▶ TASK:
Switch every "rough mask" to "coarse mask" in the lines from the start of the records through the line containing "positive clicks: (188, 89) (179, 84)", keep everything else unchanged, and return only those lines without the pictures.

▶ RECORDED INFORMATION:

━━━━━━━━━━

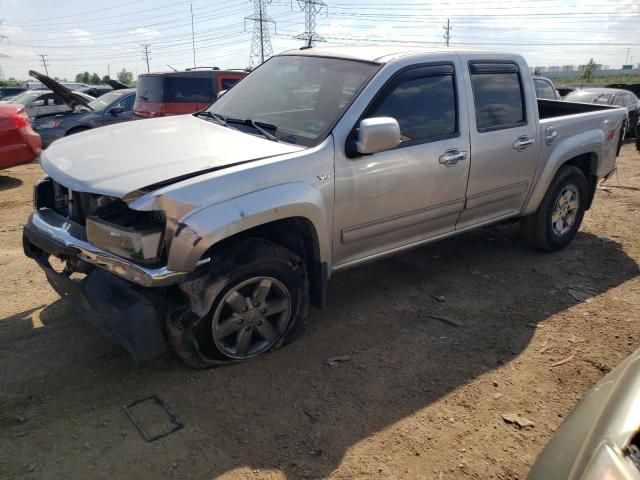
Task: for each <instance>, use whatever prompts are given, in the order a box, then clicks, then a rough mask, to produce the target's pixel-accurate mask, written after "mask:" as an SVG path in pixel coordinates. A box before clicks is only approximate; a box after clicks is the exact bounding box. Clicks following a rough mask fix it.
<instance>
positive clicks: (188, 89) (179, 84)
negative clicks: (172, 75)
mask: <svg viewBox="0 0 640 480" xmlns="http://www.w3.org/2000/svg"><path fill="white" fill-rule="evenodd" d="M213 97H214V84H213V80H212V79H211V78H210V77H174V76H167V77H165V84H164V101H165V102H167V103H210V102H211V101H212V100H213Z"/></svg>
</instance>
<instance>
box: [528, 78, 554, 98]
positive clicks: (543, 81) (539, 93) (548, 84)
mask: <svg viewBox="0 0 640 480" xmlns="http://www.w3.org/2000/svg"><path fill="white" fill-rule="evenodd" d="M533 83H534V85H535V87H536V96H537V97H538V98H544V99H546V100H556V91H555V89H554V88H553V85H552V84H551V83H550V82H549V81H547V80H544V79H542V78H534V79H533Z"/></svg>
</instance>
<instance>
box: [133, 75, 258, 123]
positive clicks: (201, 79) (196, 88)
mask: <svg viewBox="0 0 640 480" xmlns="http://www.w3.org/2000/svg"><path fill="white" fill-rule="evenodd" d="M246 75H247V72H245V71H243V70H217V69H208V70H185V71H184V72H166V73H145V74H142V75H139V76H138V88H137V90H136V103H135V104H134V106H133V111H134V112H135V114H136V115H138V116H141V117H163V116H166V115H181V114H185V113H194V112H197V111H199V110H202V109H203V108H206V107H207V106H209V105H210V104H211V103H212V102H213V101H214V100H215V99H216V98H217V96H218V93H220V92H221V91H223V90H229V89H230V88H231V87H233V86H234V85H235V84H236V83H238V82H239V81H240V80H241V79H243V78H244V77H245V76H246Z"/></svg>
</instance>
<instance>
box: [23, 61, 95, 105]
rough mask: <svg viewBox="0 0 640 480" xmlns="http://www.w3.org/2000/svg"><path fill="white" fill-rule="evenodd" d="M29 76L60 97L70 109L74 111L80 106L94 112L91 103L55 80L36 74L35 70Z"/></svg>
mask: <svg viewBox="0 0 640 480" xmlns="http://www.w3.org/2000/svg"><path fill="white" fill-rule="evenodd" d="M29 75H30V76H32V77H33V78H35V79H36V80H38V81H39V82H40V83H42V84H43V85H44V86H45V87H47V88H48V89H49V90H51V91H52V92H54V93H57V94H58V95H60V97H61V98H62V100H63V101H64V103H66V104H67V105H69V107H70V108H71V109H72V110H73V109H74V108H76V107H77V106H79V105H82V106H83V107H86V108H88V109H89V110H93V109H92V108H91V107H90V106H89V102H87V100H86V99H84V98H82V95H78V94H76V93H74V92H72V91H71V90H69V89H68V88H67V87H65V86H64V85H61V84H59V83H58V82H56V81H55V80H54V79H53V78H51V77H48V76H46V75H43V74H41V73H38V72H36V71H35V70H29Z"/></svg>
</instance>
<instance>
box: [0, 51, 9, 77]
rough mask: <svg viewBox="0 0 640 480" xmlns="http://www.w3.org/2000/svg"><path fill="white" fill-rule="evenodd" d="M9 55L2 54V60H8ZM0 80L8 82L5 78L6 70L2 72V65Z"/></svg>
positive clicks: (0, 70)
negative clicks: (4, 76) (4, 72)
mask: <svg viewBox="0 0 640 480" xmlns="http://www.w3.org/2000/svg"><path fill="white" fill-rule="evenodd" d="M8 57H9V55H5V54H4V53H0V58H8ZM0 80H6V79H5V77H4V70H2V65H0Z"/></svg>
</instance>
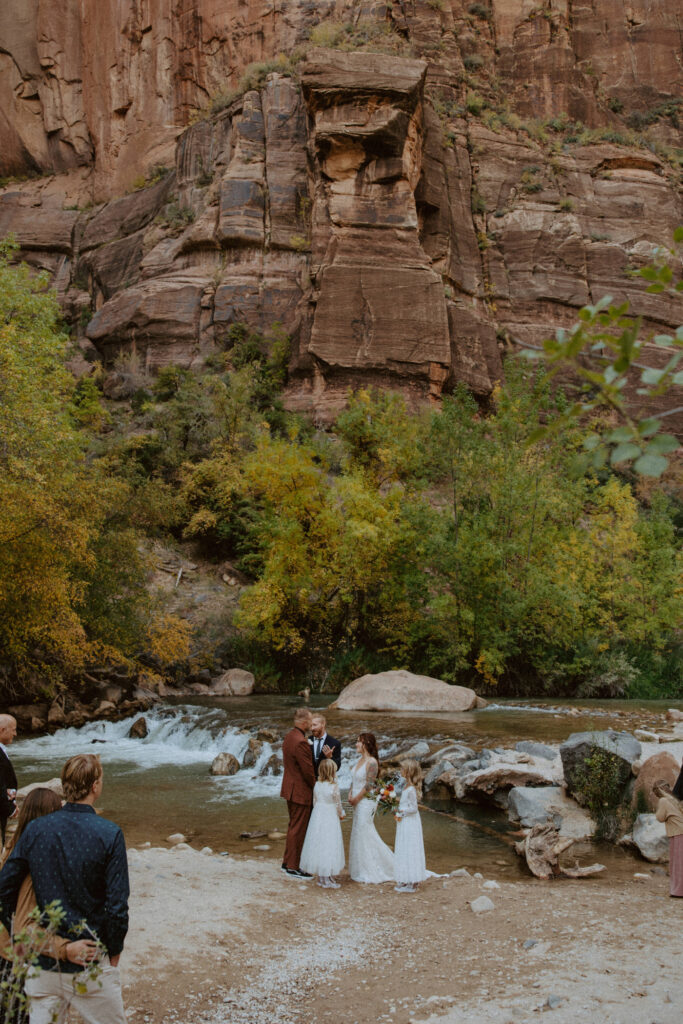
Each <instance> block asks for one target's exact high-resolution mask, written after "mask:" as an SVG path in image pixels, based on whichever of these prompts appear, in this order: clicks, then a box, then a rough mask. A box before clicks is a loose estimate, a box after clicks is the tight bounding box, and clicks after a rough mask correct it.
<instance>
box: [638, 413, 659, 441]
mask: <svg viewBox="0 0 683 1024" xmlns="http://www.w3.org/2000/svg"><path fill="white" fill-rule="evenodd" d="M660 427H661V420H658V419H657V418H656V417H655V416H653V417H651V418H650V419H649V420H641V421H640V423H639V424H638V433H639V434H640V436H641V437H651V436H652V434H655V433H656V432H657V430H659V429H660Z"/></svg>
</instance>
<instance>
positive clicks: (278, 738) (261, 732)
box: [256, 729, 280, 743]
mask: <svg viewBox="0 0 683 1024" xmlns="http://www.w3.org/2000/svg"><path fill="white" fill-rule="evenodd" d="M256 738H257V739H260V740H262V741H263V742H264V743H276V742H278V740H279V739H280V733H279V732H278V730H276V729H259V730H258V732H257V733H256Z"/></svg>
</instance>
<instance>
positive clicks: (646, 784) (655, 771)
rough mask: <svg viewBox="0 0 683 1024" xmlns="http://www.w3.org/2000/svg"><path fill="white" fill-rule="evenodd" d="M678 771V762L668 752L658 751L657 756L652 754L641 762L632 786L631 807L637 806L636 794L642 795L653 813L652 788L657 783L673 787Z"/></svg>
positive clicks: (654, 785) (648, 806)
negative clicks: (631, 806)
mask: <svg viewBox="0 0 683 1024" xmlns="http://www.w3.org/2000/svg"><path fill="white" fill-rule="evenodd" d="M679 771H680V766H679V764H678V761H677V760H676V758H675V757H674V755H673V754H671V753H670V752H669V751H659V752H658V753H657V754H653V755H652V757H651V758H647V760H646V761H643V764H642V766H641V768H640V771H639V772H638V775H637V776H636V780H635V782H634V785H633V806H634V807H635V806H636V804H637V801H638V794H639V793H642V794H643V796H644V798H645V800H646V801H647V806H648V807H649V809H650V810H651V811H654V810H655V809H656V805H657V798H656V797H655V796H654V794H653V792H652V790H653V786H655V785H656V783H657V782H659V781H664V782H669V784H670V785H671V786H673V785H674V783H675V782H676V779H677V778H678V773H679Z"/></svg>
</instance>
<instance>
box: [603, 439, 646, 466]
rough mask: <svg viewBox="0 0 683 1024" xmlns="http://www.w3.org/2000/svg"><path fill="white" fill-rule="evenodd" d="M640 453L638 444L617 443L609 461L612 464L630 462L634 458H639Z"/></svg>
mask: <svg viewBox="0 0 683 1024" xmlns="http://www.w3.org/2000/svg"><path fill="white" fill-rule="evenodd" d="M640 454H641V452H640V446H639V445H638V444H617V445H616V447H615V449H614V450H613V451H612V454H611V456H610V458H609V462H610V463H611V465H612V466H616V464H617V463H620V462H630V461H631V460H632V459H637V458H638V456H639V455H640Z"/></svg>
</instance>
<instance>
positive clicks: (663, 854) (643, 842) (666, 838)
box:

━━━━━━━━━━

▶ RESULT OF THIS EXERCISE:
Task: for each <instance>, use whatever prompts are given, in the order a box, then clicks, then a coarse mask, to produce the target's pixel-accurate mask, written after "mask:" as an SVG path in pixel coordinates. A box before clicks is only approximate; a box after clicks is the exact bounding box. Clicks following a coarse mask fix it.
<instance>
positive clicks: (188, 89) (179, 84)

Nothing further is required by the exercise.